> [TASK DETAILS]: Return each line of the material below that contains the string "surface".

* Start INPUT DATA *

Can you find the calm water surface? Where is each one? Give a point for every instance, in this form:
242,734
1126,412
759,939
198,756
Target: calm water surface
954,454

* End INPUT DATA *
* Start INPUT DATA *

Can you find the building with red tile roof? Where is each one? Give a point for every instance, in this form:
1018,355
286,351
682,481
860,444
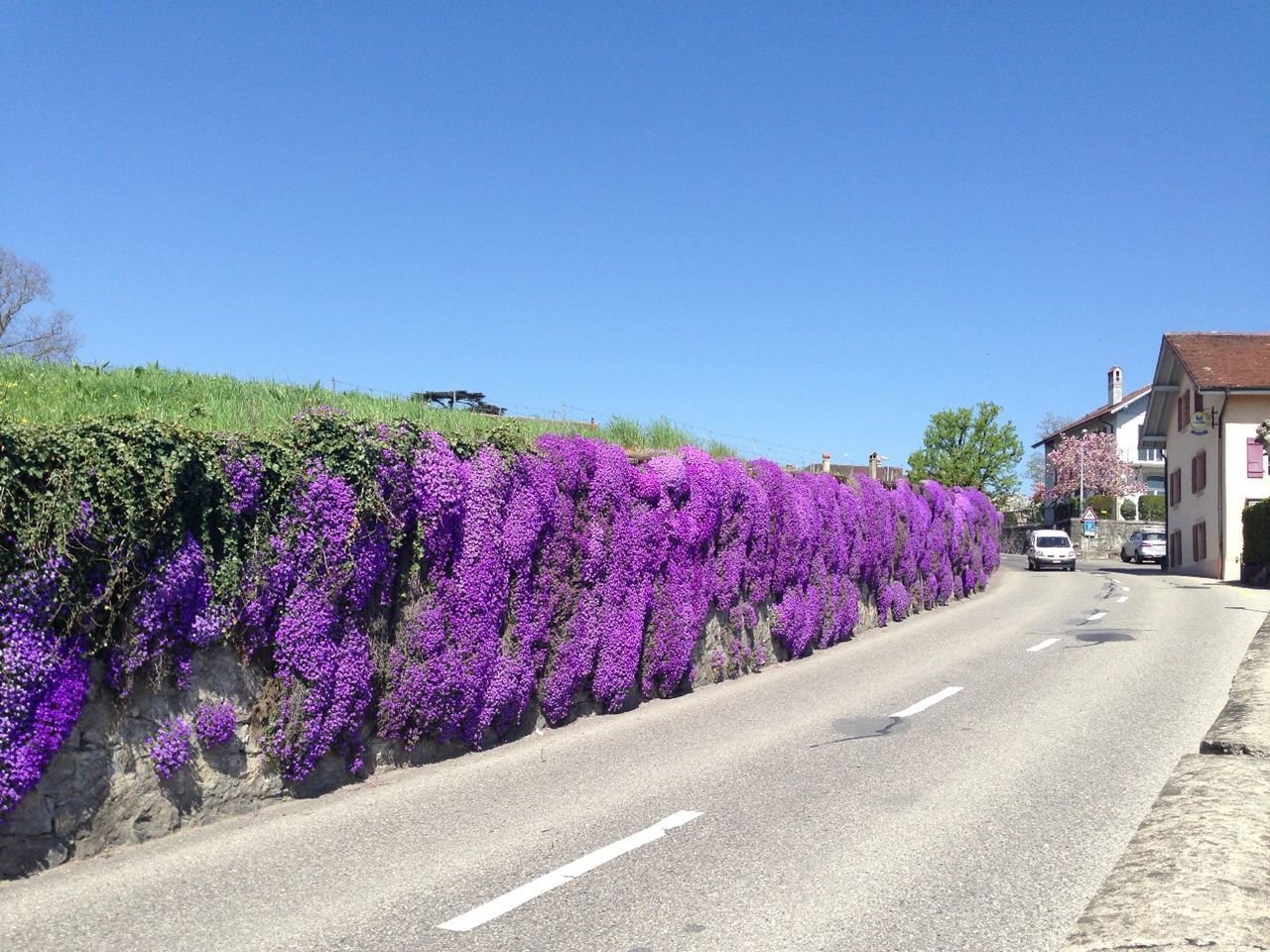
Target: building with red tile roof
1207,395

* End INPUT DATA *

> [EXERCISE ANSWER]:
Can you find the calm water surface? Where is each one? Give a point for every instance, in this form:
Target: calm water surface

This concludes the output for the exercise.